» Study text
>>>
This project contains code for training and testing a DenseNet model on the RICORD dataset of chest x-rays. Each scan can be classified as having "Typical", "Atyptical", "Indeterminate", or "Negative" appearance, as well as "Mild", "Moderate", or "Severe" disease grading.
First, download the image folder from the Cancer Imaging Archive and place it in a folder called images within the data folder. Note that the annotations and clinical data files have already been preprocessed and placed in data, so you do not need to download them.
Create text files corresponding to training patient and testing patient IDs. You may use the ones found at train_subjects.txt and test_subjects.txt, or use your own. The split.py script can randomly divide the patients into train and test sets. Note that the training code uses k-fold cross validation to choose the best model, so you do not need to hold out a separate validation set.
<<<
» Records from a data collection
>>>
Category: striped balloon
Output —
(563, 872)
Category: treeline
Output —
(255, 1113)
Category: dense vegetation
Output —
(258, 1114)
<<<
» Exercises
A. According to the DenseNet project notes, where should the image folder downloaded from the Cancer Imaging Archive be placed?
B. Please continue the DenseNet project notes from their final sentence.

» Responses per task
A. In a folder called images within the data folder.

B.
Preprocesses the images by running the following script once for the training patients and testing patients:
python code/scripts/data_processing/preprocess_images.py TRAIN_PATIENTS_TXT_PATH TRAIN_IMAGES_SAVE_PATH
python code/scripts/data_processing/preprocess_images.py TEST_PATIENTS_TXT_PATH TEST_IMAGES_SAVE_PATH
To train on the preprocessed training images, run
python code/scripts/model/train_model.py TRAIN_PATIENTS_TXT_PATH MODEL_SAVE_PATH
A variety of options for training are supported:
- Loading weights from pretraining on other x-ray datasets or your own custom model
- Optimizer parameters such as learning rate
- Data augmentation techniques such as rotations and scalings
- Different losses such as "soft" cross-entropy (taking radiologist uncertainty into account) and focal loss
For more details on using these, please refer to the output of
python code/scripts/model/train_model.py -h
To test a trained model on the preprocessed test set images, run
python code/scripts/model/inference.py TEST_PATIENTS_TXT_PATH MODEL_LOAD_PATH
This will print out mAP, AUC, and accuracy scores. Scripts to help with more fine-grained analysis can be found in the metrics folder.